WHAT YOU ARE ASKED TO DO: Retype all of the entries exactly as they appear.

AVAILABLE DATA below:

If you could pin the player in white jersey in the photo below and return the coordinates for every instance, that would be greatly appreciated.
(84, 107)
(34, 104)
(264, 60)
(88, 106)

End of AVAILABLE DATA.

ANSWER BOX:
If you could pin the player in white jersey in the photo below and return the coordinates for every instance, that would be greatly appreciated.
(84, 107)
(34, 104)
(264, 60)
(88, 106)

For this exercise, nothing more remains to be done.